### EXERCISE DESCRIPTION
Each line below should be quoted exactly, please.

————

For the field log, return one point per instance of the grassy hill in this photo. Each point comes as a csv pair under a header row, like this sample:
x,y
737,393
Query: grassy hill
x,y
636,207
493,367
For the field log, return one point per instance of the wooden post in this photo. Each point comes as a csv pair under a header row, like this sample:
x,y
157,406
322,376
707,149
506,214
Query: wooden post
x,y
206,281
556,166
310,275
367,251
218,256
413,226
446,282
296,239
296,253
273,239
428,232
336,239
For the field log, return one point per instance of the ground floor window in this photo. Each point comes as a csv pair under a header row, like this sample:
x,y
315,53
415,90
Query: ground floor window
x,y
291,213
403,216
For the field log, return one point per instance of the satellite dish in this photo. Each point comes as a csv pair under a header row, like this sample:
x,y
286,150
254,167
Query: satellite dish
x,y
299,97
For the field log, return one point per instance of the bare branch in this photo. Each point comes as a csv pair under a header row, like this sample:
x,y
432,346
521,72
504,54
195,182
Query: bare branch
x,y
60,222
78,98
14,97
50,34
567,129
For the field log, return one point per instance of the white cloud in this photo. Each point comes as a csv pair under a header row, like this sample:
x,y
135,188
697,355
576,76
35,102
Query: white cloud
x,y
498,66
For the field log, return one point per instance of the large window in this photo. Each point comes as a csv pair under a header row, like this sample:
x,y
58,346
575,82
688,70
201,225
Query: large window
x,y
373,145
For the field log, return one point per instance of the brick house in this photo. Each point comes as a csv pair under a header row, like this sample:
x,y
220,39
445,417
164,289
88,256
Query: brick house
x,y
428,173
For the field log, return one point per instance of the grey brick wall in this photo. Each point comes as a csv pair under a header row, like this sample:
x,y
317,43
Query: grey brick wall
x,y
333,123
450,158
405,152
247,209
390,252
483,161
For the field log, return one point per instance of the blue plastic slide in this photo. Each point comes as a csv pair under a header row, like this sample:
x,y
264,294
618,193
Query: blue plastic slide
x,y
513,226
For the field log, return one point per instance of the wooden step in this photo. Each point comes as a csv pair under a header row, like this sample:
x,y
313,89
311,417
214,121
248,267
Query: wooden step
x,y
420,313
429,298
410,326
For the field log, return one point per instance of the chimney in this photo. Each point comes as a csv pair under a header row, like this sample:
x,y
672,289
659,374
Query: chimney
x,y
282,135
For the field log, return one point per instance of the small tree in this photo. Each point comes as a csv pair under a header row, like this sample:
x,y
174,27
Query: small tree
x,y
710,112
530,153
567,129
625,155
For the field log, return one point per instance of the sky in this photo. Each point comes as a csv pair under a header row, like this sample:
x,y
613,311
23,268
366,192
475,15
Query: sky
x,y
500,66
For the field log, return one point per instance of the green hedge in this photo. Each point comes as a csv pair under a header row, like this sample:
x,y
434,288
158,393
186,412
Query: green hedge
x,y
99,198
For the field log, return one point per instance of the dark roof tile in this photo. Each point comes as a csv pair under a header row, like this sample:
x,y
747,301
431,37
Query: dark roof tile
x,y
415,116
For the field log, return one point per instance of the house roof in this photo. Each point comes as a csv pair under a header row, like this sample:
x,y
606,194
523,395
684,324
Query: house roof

————

### WRITTEN ANSWER
For the field log, return one point per instance of the grassy hill in this photo. Each point comes as a csv pair under a header row, like this sample:
x,y
737,393
Query: grassy hill
x,y
636,207
493,367
For the field log, return one point per instance of the wooden post in this photo. Each point comes as a csv pair under a header row, like this sample:
x,y
157,406
322,376
707,149
506,214
Query: wooden post
x,y
206,281
556,166
310,275
367,251
218,256
413,226
446,282
296,239
296,253
273,239
428,232
336,239
For the field log, return one point per instance of the ground floor window in this photo. Each point comes as a csv pair under a header row, like this sample:
x,y
315,53
415,90
Query: ground floor window
x,y
291,213
403,216
For the field log, return one point per instance of the satellite dish in this photo. Each point comes as a csv pair under a header row, like this sample:
x,y
286,150
254,167
Query: satellite dish
x,y
299,97
For the field log, return one point per instance of the bare branch in this photo. Each point comes as a csv pair under a header row, like this sample:
x,y
432,346
521,72
504,54
195,182
Query: bare branch
x,y
60,222
78,98
14,97
50,34
567,129
For the field log, return one point per instance of the white cloud in this photo. Each point comes as a csv pair under a header row, like this sample:
x,y
135,188
697,355
576,76
35,102
Query: white cloud
x,y
498,66
For the field log, return one point per instance of the large window in this photo. Each point comes as a csv pair under a header row, like this sample:
x,y
58,346
575,82
688,70
201,225
Query: large window
x,y
373,145
For the field log, return one point per instance of the brick house in this photo. Each point comes as a csv pair under a header row, like this sample:
x,y
220,39
445,417
164,289
88,256
Query: brick house
x,y
428,173
For the field log, return one point per instance of the grey brick wall in this photo. Each point comes as a csv pair under a header row, like this sample:
x,y
317,43
Query: grey brick wall
x,y
333,123
450,158
405,152
247,209
390,252
483,161
For the field log, return one point per instance of the blue plastic slide in this photo. Each point comes as a csv pair under a header row, like this sample:
x,y
264,294
618,193
Query: blue plastic slide
x,y
513,226
For the field log, return one point per instance of the wooden step in this photo. Each point comes as a csv pair under a header row, like this sample:
x,y
313,89
311,417
214,121
248,267
Query: wooden step
x,y
420,313
429,298
410,326
For the field log, return one point per instance of the chimney in this photo. Each point comes as a csv pair under a header row, like this sample:
x,y
672,289
659,374
Query: chimney
x,y
282,135
For the field log, return one point per instance of the small tree in this photo. Each point comes as a csv pair under a header row, like this sample:
x,y
174,27
Query: small tree
x,y
710,112
530,153
567,129
625,155
For the field log, return one point per instance of the sky in this photo. Each point comes as a csv pair under a header row, like this sample:
x,y
613,311
23,268
366,192
475,15
Query: sky
x,y
500,66
For the field log, return one point per instance of the green hedge in this photo. Each point comes as a csv pair under a header row, like this sample:
x,y
434,288
158,393
186,412
Query: green hedge
x,y
99,198
For the field log, return one point per instance of the dark roof tile in this photo. Each point comes as a csv pair under a header row, like this sample:
x,y
747,301
431,37
Query: dark roof tile
x,y
415,116
For the field log, return one point per instance of the house roof in this photo. Each point comes as a csv pair under a header row, like this sample:
x,y
606,194
523,395
684,324
Query: house roof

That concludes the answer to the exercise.